[Extracted data entries]
————
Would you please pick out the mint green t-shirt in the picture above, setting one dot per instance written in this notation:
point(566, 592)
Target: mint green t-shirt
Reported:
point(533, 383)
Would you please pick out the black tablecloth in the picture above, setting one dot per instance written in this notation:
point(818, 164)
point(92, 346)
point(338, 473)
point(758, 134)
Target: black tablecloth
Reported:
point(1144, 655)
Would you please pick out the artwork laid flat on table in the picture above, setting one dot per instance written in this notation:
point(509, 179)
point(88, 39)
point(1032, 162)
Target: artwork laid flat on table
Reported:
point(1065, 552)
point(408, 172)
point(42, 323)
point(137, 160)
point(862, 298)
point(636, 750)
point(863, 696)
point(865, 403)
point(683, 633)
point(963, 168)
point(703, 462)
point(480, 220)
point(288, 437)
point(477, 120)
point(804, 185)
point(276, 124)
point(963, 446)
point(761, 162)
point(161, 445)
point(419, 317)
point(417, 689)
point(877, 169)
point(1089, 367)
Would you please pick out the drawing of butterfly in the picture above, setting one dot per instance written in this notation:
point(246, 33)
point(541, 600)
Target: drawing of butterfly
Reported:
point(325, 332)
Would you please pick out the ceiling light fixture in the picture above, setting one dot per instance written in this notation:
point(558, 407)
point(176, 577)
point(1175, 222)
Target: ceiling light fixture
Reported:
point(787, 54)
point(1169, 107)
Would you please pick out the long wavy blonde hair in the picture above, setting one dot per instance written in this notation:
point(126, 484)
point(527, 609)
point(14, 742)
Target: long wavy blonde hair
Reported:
————
• **WORK TO BE COMPLETED**:
Every piece of the data must be set down exactly. Omit nothing.

• **TASK RESULT**:
Would you please pick out the mint green t-shirt in the picture above, setting one dot per instance written in this notation:
point(566, 592)
Target: mint green t-shirt
Reported:
point(533, 383)
Would you please pick out the black tablecloth in the picture above, setting one dot per instance written in this notation:
point(818, 164)
point(92, 346)
point(338, 473)
point(758, 134)
Target: black tablecloth
Reported:
point(1144, 655)
Would you please pick out the artwork laid flat on table in the picture above, setting one dot per instance written in this notation:
point(509, 179)
point(88, 39)
point(1032, 162)
Target: artwork laid flat on table
Reported:
point(1065, 552)
point(408, 172)
point(42, 323)
point(137, 160)
point(862, 298)
point(636, 750)
point(863, 696)
point(865, 403)
point(683, 633)
point(963, 168)
point(703, 462)
point(480, 220)
point(288, 437)
point(477, 120)
point(804, 185)
point(276, 124)
point(963, 446)
point(761, 162)
point(161, 445)
point(419, 317)
point(417, 689)
point(877, 169)
point(1089, 367)
Would you please pick out the drawing of butterfly in the picture above, setting one dot per instance written in this notation:
point(246, 33)
point(541, 600)
Target: drawing of butterfly
Reported:
point(325, 332)
Would you please pick out the ceiling light fixture in the picture above, setting one dot per instance written in this notation:
point(558, 407)
point(176, 577)
point(1175, 222)
Target: ceiling light fixture
Reported:
point(787, 54)
point(1169, 107)
Would you please pick out the long wavy blonde hair in the picture above, setting one dot per instance written in this notation:
point(126, 484)
point(527, 609)
point(14, 742)
Target: long wavy blonde hair
Reported:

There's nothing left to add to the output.